--- BEGIN STORED RECORDS ---

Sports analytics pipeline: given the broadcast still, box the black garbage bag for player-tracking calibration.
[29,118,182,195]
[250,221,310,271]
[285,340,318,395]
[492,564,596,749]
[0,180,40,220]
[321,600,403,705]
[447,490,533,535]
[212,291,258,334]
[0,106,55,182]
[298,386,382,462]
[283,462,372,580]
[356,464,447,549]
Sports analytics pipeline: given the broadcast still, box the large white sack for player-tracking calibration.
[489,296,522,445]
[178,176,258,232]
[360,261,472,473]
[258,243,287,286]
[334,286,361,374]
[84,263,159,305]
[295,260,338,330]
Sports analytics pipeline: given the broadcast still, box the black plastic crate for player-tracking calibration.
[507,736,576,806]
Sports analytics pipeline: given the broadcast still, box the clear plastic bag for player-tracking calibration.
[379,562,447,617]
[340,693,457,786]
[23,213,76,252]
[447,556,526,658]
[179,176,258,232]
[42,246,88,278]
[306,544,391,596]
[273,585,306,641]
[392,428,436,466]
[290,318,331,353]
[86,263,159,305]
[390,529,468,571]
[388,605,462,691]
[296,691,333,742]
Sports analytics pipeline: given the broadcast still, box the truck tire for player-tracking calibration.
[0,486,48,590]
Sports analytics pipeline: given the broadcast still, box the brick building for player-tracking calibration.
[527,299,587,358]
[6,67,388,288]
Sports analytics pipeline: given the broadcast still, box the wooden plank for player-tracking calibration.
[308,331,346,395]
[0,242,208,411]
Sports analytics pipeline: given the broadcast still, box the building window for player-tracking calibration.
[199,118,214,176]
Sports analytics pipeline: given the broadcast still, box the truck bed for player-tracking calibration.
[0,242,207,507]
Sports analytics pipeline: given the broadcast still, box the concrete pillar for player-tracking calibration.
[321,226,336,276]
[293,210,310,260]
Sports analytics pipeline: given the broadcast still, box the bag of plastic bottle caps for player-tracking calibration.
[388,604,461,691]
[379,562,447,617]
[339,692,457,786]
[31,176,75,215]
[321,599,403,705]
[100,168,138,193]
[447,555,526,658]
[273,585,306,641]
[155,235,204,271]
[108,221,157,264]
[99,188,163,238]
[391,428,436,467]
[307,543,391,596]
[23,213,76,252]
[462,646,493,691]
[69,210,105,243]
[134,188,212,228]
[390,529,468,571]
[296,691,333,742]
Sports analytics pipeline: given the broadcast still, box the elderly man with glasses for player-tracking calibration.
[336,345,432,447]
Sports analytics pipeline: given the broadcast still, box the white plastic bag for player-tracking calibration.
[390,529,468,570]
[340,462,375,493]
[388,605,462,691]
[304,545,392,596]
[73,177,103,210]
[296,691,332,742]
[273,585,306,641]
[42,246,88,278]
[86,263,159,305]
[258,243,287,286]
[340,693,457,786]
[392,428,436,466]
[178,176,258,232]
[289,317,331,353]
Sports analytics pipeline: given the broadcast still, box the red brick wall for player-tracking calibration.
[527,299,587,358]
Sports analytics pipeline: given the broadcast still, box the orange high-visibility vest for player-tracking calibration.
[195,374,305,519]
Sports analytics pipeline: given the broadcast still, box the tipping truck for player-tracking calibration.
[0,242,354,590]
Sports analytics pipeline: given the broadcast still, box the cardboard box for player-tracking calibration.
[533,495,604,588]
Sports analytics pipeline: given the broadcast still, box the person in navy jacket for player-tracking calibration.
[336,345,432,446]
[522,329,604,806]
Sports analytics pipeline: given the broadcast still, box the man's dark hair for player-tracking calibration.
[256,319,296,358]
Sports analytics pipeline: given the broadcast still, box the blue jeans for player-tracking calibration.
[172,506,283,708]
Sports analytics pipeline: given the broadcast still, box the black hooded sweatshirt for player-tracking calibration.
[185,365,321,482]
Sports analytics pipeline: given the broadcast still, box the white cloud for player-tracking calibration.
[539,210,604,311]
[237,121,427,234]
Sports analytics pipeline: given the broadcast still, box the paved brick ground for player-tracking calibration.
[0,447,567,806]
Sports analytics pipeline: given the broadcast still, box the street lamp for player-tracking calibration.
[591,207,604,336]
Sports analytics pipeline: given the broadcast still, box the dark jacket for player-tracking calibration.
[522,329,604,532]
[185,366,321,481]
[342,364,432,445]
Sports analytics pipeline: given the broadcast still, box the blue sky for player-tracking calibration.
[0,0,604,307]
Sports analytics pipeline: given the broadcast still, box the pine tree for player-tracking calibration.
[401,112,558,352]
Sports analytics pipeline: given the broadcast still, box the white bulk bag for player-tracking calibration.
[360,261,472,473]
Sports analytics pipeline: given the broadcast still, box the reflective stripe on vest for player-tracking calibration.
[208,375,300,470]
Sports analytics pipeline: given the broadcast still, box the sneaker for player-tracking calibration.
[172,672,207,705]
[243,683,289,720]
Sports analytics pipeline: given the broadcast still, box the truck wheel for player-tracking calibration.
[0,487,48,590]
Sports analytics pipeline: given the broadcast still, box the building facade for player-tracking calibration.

--- END STORED RECORDS ---

Copy out every line of the items above that contains the word "dark".

● OUTPUT:
Sports analytics pipeline: given the broadcast still, box the man's dark hair for player-tracking calibration.
Sports analytics pipeline: given the broadcast still, box the dark jacket for player-tracking calibration.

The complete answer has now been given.